─── Records for this task

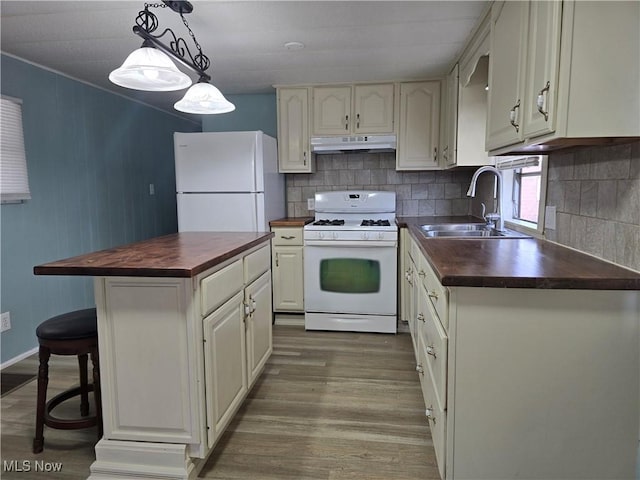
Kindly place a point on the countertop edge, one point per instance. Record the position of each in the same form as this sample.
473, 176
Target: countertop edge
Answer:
500, 281
175, 272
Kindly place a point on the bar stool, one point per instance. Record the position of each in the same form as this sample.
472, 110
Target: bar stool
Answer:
72, 333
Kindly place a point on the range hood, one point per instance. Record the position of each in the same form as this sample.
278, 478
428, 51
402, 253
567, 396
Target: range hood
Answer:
352, 144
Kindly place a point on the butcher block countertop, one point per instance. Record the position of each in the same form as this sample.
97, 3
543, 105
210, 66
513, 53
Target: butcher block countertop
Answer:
177, 255
515, 263
291, 222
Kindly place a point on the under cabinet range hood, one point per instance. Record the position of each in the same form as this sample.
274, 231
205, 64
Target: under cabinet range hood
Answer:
352, 144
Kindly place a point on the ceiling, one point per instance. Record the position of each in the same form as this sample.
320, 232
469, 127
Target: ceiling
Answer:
345, 41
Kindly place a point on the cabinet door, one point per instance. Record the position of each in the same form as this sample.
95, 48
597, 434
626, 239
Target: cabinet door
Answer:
419, 126
331, 110
288, 287
508, 34
259, 320
225, 363
373, 109
542, 66
293, 131
450, 133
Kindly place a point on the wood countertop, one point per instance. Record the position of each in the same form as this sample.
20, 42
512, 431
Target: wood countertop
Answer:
291, 222
177, 255
518, 263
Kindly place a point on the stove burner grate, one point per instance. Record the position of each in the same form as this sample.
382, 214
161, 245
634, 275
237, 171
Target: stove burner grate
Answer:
375, 223
329, 222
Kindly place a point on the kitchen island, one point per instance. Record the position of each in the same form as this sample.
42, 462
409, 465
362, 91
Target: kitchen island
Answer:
184, 327
528, 354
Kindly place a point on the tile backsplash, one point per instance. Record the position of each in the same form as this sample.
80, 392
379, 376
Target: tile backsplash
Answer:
417, 193
596, 191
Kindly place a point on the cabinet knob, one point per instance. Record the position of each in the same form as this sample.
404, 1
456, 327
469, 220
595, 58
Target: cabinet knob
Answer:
513, 116
429, 414
540, 101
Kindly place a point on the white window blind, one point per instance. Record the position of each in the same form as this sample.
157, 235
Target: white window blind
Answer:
517, 162
14, 181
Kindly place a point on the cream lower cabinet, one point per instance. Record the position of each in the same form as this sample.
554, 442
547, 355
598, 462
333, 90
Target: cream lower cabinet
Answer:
177, 358
529, 383
288, 269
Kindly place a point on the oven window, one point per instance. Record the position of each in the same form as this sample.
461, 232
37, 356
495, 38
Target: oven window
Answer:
350, 275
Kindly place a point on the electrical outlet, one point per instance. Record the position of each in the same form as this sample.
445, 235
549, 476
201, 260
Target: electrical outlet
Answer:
5, 321
550, 217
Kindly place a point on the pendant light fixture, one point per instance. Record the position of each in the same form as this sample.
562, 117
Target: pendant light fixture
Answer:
151, 67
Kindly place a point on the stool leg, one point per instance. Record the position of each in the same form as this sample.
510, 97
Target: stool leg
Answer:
84, 385
97, 393
43, 380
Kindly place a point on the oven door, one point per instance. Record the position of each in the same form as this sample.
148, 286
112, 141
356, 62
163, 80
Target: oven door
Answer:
350, 277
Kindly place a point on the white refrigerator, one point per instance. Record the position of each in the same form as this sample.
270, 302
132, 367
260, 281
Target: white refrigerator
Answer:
227, 181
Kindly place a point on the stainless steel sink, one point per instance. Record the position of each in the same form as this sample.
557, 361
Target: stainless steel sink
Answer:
468, 230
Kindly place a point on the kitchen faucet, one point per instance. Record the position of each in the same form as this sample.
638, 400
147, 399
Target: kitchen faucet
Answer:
495, 218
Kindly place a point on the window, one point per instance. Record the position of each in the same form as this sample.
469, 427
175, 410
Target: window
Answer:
14, 183
523, 195
526, 193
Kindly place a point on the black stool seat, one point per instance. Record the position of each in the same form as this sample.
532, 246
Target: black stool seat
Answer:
72, 333
70, 326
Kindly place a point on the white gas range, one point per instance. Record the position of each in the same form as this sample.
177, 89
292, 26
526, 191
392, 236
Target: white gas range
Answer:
350, 262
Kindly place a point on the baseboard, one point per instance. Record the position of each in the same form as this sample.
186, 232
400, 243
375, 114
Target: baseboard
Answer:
290, 319
13, 360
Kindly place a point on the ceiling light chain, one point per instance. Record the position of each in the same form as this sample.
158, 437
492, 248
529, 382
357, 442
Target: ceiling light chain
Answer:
151, 67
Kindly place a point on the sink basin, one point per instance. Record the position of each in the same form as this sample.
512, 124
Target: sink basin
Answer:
467, 230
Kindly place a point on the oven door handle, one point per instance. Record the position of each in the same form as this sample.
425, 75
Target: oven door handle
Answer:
349, 243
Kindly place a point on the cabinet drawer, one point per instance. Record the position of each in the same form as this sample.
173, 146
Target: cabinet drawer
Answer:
287, 236
434, 411
438, 295
256, 263
436, 343
218, 287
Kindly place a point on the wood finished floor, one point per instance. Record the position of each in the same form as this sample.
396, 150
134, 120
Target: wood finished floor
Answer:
329, 406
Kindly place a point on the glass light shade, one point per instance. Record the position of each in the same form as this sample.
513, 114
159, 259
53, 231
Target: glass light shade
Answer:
204, 98
150, 69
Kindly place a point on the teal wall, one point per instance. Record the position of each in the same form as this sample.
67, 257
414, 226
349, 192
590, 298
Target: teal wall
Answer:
91, 156
253, 112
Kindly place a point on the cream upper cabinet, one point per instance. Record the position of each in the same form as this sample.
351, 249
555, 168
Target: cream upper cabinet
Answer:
419, 127
332, 110
472, 99
450, 119
294, 154
287, 268
358, 109
562, 74
508, 33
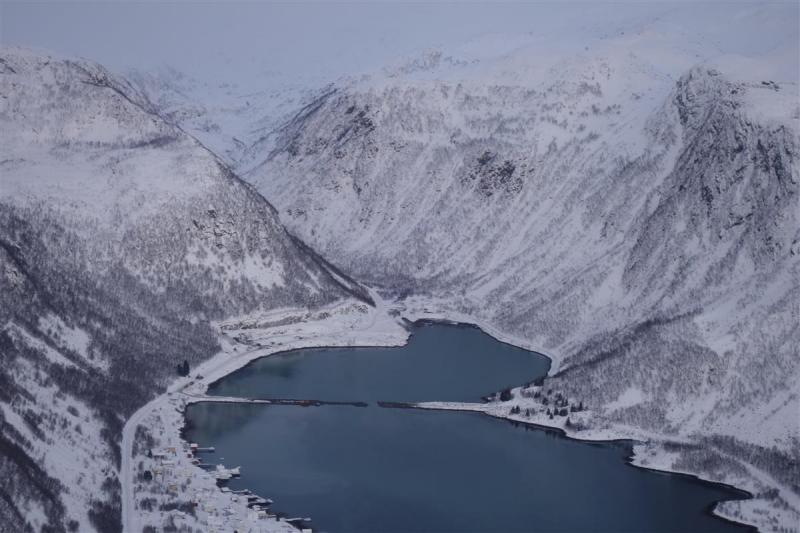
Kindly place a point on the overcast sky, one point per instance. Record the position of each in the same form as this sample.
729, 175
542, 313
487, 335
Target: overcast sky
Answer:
326, 39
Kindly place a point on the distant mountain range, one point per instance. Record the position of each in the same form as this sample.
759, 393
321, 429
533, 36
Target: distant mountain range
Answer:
630, 208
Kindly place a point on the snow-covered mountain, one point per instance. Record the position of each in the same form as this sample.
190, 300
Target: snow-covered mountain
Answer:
122, 238
630, 207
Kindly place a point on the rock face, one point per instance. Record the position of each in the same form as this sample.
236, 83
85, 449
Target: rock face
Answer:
640, 229
121, 239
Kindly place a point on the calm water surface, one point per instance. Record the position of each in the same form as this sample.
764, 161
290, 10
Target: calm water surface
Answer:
370, 469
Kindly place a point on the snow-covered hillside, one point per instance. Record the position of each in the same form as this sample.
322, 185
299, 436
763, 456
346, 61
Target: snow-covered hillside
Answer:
121, 239
629, 206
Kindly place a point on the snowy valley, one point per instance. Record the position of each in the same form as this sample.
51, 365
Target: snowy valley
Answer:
627, 204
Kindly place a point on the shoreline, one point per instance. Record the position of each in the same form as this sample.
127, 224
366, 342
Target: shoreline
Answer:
219, 367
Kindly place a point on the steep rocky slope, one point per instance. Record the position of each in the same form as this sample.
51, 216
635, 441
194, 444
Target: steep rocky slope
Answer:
632, 216
122, 239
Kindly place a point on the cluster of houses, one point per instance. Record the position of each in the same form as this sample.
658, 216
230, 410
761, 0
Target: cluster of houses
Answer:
220, 511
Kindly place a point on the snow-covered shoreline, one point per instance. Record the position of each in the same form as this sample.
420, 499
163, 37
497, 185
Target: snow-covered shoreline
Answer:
354, 324
244, 341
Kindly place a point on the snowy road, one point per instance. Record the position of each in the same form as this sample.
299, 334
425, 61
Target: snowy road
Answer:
339, 326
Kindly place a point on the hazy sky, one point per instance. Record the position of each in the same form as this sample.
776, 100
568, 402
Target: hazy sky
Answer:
325, 39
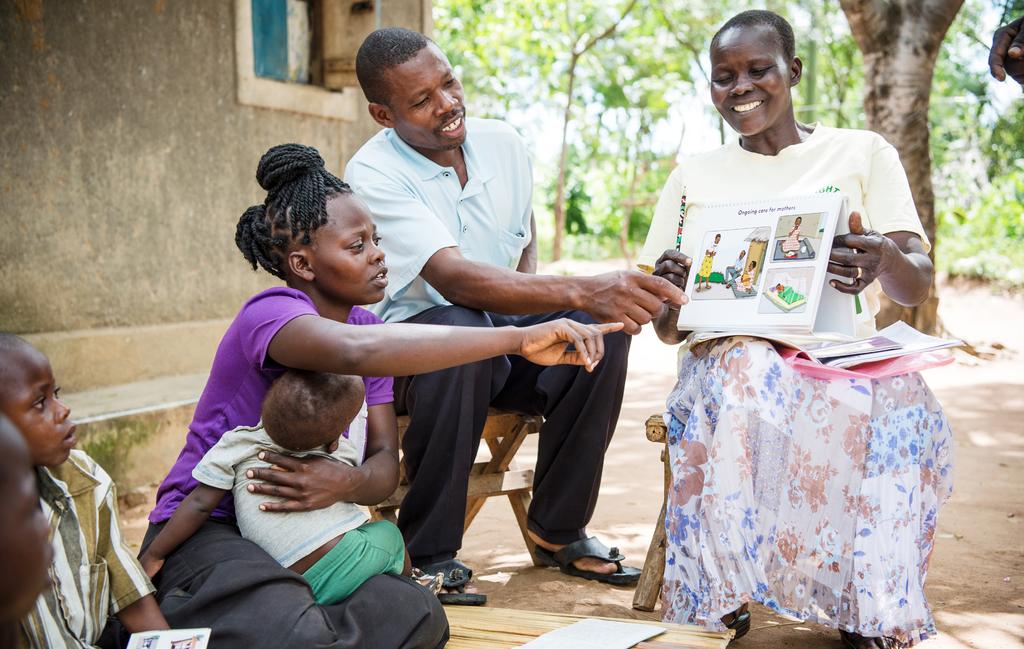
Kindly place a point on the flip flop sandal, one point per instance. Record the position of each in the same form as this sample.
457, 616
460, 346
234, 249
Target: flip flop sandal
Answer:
852, 641
591, 547
433, 582
455, 575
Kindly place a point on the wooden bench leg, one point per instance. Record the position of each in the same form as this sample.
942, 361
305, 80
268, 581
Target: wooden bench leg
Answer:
520, 505
649, 586
503, 451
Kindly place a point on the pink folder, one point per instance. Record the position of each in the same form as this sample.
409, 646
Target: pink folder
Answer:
876, 370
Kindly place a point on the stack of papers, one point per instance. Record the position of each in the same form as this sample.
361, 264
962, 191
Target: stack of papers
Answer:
896, 340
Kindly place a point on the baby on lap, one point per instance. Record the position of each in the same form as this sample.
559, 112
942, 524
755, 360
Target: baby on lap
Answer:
335, 549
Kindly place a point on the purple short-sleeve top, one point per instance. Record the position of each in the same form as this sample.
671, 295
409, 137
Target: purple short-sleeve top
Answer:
240, 378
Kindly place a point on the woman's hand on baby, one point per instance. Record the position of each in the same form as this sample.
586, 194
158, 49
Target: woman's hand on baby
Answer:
674, 266
862, 256
302, 483
547, 344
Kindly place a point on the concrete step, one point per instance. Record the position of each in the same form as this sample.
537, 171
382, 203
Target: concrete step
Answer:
135, 430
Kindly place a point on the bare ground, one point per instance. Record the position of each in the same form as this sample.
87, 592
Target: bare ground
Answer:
976, 586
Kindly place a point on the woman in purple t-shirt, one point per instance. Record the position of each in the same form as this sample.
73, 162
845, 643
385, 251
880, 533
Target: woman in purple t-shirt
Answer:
313, 233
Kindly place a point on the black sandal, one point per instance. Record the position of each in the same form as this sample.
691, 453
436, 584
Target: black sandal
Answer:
457, 575
593, 548
740, 621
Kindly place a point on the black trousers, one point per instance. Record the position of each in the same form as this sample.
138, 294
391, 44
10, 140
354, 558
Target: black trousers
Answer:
448, 409
221, 580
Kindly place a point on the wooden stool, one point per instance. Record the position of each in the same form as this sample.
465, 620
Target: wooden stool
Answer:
649, 586
504, 432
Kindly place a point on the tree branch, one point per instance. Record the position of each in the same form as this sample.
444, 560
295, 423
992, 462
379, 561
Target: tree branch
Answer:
608, 32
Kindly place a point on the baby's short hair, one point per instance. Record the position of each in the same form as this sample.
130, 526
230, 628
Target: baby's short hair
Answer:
305, 409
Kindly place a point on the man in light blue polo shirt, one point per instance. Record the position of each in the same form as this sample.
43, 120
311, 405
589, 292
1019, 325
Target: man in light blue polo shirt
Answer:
451, 197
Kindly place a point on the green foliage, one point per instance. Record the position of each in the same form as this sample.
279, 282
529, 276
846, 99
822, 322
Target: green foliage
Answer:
986, 240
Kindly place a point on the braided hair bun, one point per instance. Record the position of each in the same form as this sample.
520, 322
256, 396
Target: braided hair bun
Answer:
285, 163
297, 185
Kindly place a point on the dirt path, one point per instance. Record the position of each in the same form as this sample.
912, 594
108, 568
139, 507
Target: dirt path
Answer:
976, 585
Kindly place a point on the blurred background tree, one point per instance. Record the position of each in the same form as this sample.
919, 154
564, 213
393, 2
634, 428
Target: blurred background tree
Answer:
608, 95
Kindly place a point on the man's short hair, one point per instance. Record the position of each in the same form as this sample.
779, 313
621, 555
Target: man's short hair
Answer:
303, 410
381, 51
758, 17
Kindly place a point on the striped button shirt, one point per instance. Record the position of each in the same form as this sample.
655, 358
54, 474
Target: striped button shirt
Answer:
94, 574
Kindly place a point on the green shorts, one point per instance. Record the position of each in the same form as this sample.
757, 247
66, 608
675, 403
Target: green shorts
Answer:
372, 549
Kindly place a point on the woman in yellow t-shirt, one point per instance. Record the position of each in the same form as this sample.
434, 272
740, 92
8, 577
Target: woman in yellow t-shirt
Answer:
817, 499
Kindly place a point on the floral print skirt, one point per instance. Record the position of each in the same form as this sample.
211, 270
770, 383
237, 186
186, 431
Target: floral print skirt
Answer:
817, 499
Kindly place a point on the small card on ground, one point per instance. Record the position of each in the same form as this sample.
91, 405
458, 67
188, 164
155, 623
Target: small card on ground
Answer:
171, 639
595, 634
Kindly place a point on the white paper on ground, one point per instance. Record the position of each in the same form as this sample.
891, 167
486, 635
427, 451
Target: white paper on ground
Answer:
171, 639
595, 634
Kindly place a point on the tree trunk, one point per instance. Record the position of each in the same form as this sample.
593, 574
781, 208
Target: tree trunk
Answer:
900, 40
559, 208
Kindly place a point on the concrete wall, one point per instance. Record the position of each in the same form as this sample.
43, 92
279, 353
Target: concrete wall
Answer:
125, 163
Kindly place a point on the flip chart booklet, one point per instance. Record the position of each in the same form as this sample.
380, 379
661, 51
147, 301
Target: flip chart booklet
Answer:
760, 267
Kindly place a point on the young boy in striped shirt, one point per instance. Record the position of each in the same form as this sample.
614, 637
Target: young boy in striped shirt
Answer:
93, 573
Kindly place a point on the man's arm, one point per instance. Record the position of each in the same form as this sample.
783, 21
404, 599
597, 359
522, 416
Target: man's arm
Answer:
187, 518
629, 297
527, 262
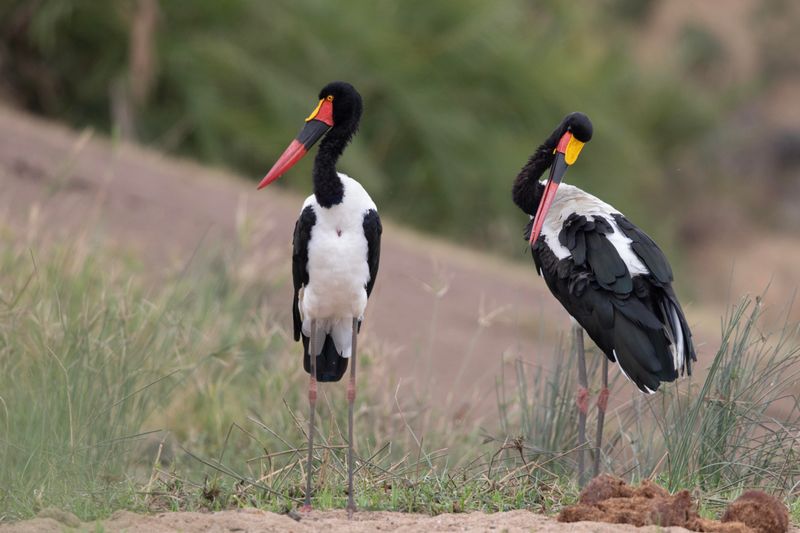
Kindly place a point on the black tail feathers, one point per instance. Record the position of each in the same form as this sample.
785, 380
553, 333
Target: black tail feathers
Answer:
331, 366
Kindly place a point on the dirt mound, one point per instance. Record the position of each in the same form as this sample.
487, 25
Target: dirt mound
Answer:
760, 511
609, 499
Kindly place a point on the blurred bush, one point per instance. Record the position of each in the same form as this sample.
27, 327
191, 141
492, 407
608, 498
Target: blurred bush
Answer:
457, 94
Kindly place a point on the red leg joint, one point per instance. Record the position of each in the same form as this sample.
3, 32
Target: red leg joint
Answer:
583, 400
312, 391
602, 400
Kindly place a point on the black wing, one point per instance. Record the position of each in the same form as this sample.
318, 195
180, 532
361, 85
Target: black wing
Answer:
302, 234
372, 231
635, 321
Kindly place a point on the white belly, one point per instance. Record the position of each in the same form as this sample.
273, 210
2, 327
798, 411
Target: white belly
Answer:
337, 272
337, 257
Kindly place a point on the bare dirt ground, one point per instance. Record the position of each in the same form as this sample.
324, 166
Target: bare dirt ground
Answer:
247, 520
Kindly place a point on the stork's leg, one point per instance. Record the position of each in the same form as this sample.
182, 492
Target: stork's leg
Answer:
351, 397
582, 401
312, 402
602, 402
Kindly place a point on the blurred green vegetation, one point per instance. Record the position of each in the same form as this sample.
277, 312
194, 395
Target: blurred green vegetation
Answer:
457, 94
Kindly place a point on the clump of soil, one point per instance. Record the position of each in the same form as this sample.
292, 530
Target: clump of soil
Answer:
760, 511
611, 500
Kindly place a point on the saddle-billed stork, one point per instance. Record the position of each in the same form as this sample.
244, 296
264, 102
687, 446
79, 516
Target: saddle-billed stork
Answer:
336, 250
608, 274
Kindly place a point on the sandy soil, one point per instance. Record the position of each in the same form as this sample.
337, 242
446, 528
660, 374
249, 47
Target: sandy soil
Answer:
247, 520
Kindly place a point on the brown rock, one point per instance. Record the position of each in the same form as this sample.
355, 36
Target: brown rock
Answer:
760, 511
603, 487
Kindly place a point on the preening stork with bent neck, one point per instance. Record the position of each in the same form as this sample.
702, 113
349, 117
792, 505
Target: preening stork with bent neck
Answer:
607, 273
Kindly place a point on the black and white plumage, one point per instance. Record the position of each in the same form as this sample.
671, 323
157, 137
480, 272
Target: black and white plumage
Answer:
335, 256
607, 273
336, 245
336, 252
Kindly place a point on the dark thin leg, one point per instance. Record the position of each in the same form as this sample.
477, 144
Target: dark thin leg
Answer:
351, 397
602, 402
312, 402
582, 401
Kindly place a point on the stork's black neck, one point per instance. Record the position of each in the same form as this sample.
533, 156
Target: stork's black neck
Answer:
328, 187
527, 191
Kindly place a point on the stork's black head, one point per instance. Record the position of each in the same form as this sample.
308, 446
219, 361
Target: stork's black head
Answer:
347, 105
573, 132
579, 125
338, 111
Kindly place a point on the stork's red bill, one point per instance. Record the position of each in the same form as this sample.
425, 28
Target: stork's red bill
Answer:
317, 124
567, 152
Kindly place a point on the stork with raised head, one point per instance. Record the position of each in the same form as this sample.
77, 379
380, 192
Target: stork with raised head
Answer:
608, 274
336, 244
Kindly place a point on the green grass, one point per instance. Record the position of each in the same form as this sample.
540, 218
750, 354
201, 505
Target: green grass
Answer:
119, 390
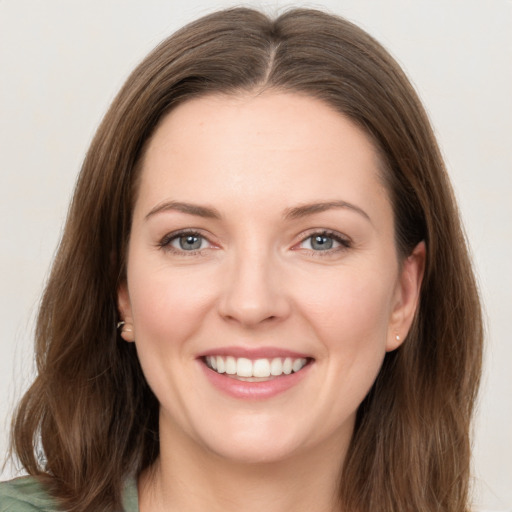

──────

#### What to produce:
Reproduce the items from the line containing "Kindly place a point on the dark" through the end of the items, omitting the pictures.

#### Full response:
Kindly place a point on the dark thin leg, one point per instance. Record the position of each in the same form as this sample.
477, 144
Target: dark thin leg
Answer:
351, 397
602, 402
312, 402
582, 401
Kindly place a point on the stork's black neck, one point per instance. Record the position of each in the same form as this sample.
533, 156
Target: stork's black neck
Answer:
328, 187
527, 191
Kindly place a point on the stork's black head, one point per instance. Record the position of each in the same form as this sample.
308, 446
219, 361
Target: stork's black head
Answer:
347, 105
573, 132
579, 125
338, 111
Kindly place a point on the stork's red bill, one point per instance. Record the position of each in the same form as this sample.
425, 28
Target: stork's red bill
Answer:
317, 124
567, 152
Kindly place a point on the stork with raised head, one point per instance. Record the position of each in the same form as this sample.
77, 379
380, 192
Target: stork with raised head
Answer:
608, 274
336, 244
Kindly place a point on the green grass, one point per instance. Record the position of each in the same form as this sample.
540, 218
750, 354
201, 505
Target: green grass
Answer:
119, 390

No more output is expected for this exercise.